▶ _Direction_: Pull out every line of the listing below that contains the word "attachment" and copy each one.

▶ _Given records_:
##########

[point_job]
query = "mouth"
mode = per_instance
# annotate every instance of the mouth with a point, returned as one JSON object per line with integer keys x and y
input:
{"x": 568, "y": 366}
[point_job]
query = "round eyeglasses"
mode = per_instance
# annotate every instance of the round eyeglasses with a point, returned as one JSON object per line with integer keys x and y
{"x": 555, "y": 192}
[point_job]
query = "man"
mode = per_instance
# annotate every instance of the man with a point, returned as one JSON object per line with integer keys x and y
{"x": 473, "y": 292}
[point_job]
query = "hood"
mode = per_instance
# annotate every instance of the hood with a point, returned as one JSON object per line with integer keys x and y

##########

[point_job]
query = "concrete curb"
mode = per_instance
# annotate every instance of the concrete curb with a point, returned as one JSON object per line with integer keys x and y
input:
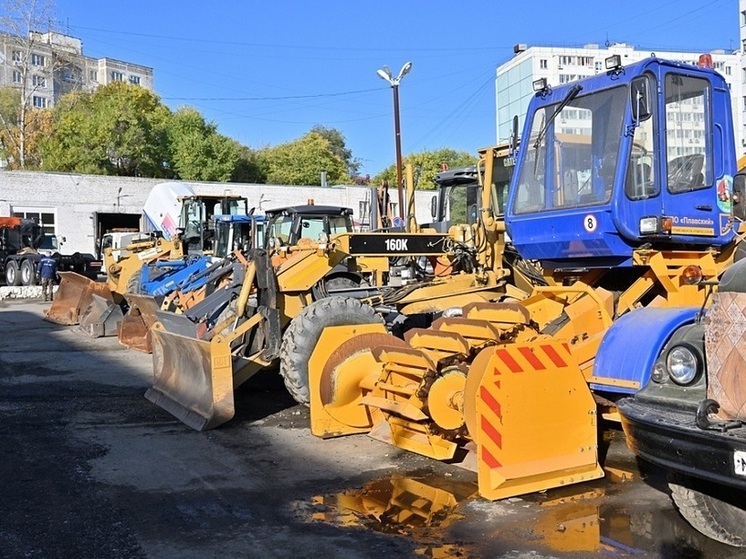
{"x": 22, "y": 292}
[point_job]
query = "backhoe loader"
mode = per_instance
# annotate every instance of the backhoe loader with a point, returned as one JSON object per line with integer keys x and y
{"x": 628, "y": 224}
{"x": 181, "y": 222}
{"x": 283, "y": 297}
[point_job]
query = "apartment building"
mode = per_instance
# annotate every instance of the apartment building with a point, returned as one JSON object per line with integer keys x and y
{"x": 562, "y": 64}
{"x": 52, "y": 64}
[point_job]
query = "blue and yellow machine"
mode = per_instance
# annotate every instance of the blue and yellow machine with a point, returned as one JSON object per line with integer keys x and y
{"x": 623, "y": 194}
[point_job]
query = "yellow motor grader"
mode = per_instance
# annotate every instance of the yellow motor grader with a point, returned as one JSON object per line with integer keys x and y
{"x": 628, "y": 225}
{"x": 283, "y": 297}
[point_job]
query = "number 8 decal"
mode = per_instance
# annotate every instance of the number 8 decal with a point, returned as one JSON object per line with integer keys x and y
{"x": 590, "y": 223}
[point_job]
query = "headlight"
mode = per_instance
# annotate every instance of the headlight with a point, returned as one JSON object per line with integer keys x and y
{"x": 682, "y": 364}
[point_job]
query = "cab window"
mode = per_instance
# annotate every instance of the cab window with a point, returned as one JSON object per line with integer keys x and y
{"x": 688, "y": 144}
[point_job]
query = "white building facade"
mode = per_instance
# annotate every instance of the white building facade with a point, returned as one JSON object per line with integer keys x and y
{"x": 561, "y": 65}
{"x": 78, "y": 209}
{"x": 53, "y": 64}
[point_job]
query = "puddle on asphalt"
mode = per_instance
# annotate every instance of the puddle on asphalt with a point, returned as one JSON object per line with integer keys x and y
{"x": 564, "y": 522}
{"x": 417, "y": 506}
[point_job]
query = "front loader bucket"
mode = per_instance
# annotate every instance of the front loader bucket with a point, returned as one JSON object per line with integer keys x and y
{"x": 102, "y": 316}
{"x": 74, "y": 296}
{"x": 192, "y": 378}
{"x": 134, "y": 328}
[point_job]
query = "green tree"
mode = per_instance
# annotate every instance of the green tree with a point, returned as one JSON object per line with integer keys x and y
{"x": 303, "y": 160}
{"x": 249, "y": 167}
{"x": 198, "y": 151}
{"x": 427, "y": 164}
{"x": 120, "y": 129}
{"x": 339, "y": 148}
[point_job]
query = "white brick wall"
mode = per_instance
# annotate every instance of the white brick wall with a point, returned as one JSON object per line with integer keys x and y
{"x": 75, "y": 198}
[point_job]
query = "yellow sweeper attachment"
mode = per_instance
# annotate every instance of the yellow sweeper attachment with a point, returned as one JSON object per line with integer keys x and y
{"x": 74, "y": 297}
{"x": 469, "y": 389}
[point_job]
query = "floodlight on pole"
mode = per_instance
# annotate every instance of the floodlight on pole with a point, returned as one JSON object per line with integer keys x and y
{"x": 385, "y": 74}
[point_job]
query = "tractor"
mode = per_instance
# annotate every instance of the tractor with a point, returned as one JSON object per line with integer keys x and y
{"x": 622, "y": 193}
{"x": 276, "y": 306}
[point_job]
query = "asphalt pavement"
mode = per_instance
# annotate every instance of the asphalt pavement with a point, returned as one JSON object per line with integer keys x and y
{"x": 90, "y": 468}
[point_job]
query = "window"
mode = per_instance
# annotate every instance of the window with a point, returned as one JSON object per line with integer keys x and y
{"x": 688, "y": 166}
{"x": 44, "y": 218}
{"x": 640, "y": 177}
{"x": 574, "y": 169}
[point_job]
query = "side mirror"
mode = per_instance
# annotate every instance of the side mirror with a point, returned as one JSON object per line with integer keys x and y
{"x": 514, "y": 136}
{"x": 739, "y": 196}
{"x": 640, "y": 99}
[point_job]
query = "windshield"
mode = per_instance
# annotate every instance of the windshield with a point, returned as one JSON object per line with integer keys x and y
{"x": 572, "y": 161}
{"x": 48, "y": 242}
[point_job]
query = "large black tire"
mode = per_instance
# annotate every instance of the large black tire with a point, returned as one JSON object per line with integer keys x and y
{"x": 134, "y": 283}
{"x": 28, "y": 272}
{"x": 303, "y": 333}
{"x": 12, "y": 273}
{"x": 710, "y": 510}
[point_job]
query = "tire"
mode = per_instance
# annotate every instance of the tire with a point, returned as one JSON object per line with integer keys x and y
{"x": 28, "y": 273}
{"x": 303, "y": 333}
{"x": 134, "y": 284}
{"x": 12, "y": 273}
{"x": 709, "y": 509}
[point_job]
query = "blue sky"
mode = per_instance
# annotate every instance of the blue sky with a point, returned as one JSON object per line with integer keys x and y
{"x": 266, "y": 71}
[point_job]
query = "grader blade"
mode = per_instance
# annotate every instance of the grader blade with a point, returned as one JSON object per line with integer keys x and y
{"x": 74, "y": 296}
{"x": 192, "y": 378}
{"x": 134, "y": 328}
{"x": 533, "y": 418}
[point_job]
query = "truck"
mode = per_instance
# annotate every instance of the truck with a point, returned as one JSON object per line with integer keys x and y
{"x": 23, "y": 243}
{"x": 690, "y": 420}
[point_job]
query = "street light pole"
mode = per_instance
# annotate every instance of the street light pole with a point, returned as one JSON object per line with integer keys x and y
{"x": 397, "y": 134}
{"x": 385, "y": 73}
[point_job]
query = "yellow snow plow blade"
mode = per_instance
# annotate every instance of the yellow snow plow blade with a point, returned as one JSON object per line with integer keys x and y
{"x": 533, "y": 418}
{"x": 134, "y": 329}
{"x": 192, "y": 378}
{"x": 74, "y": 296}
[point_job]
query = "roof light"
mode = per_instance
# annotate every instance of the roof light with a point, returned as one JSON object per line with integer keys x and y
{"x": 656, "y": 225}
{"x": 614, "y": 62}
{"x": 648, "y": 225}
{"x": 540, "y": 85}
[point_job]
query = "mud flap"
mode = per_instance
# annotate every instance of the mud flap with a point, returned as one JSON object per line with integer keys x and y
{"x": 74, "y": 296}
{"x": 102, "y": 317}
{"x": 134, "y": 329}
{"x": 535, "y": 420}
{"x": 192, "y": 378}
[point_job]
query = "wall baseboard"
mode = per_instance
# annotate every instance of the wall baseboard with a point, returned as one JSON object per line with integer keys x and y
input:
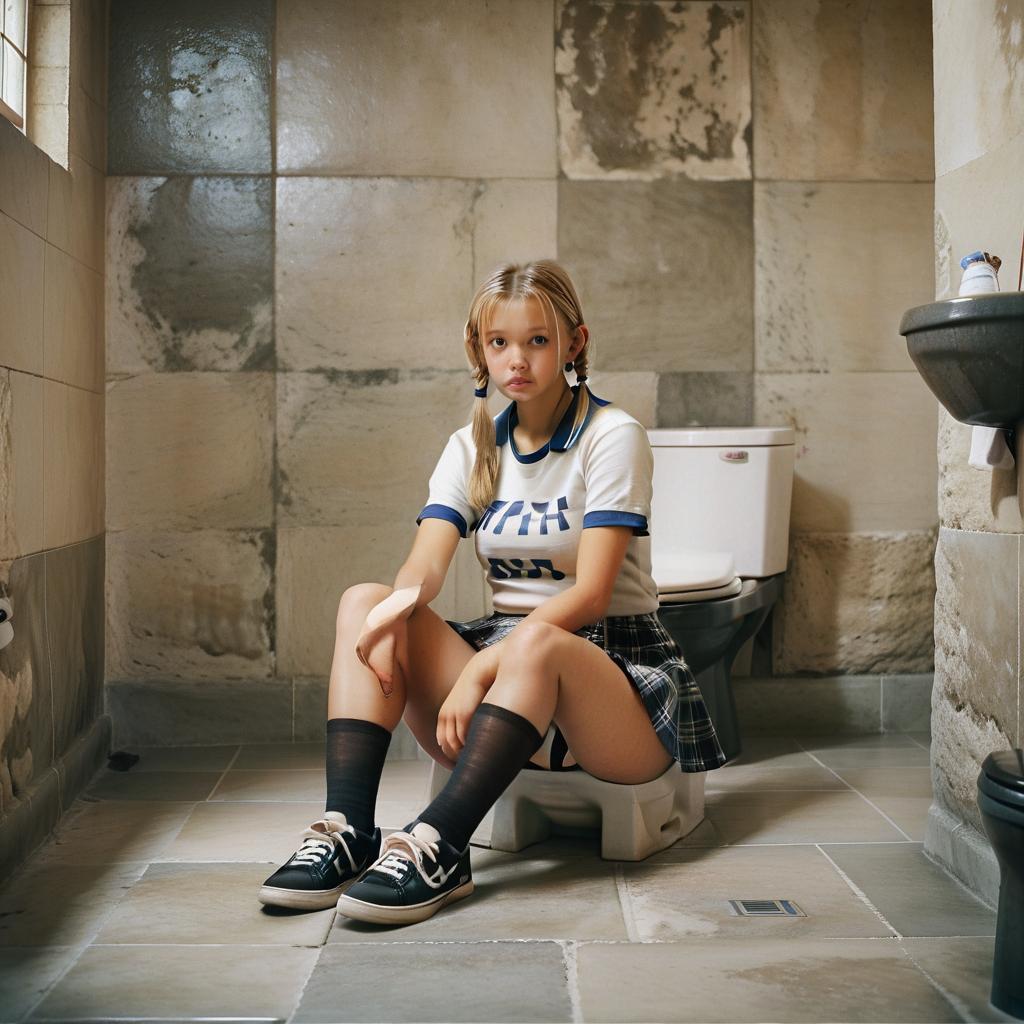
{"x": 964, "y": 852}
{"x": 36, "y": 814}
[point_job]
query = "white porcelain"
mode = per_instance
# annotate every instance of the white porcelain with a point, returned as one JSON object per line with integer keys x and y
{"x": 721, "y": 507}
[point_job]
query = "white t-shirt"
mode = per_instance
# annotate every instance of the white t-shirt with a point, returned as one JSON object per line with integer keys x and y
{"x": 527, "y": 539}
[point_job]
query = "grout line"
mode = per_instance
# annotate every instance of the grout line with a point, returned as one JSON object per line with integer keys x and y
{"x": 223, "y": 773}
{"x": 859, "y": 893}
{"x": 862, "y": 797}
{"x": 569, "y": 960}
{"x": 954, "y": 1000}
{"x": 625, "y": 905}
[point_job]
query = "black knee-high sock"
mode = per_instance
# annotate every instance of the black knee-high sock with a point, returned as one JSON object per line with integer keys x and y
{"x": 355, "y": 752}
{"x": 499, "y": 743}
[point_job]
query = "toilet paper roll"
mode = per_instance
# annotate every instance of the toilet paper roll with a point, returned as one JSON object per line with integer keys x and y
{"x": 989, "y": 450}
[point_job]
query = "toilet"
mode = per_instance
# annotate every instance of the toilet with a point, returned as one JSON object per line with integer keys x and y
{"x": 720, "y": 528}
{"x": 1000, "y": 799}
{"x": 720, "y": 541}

##########

▶ _Full response_:
query = "yellow sweeper attachment"
# annotate every instance of the yellow sweeper attachment with a point, returned as one JSON object per line with integer keys x and y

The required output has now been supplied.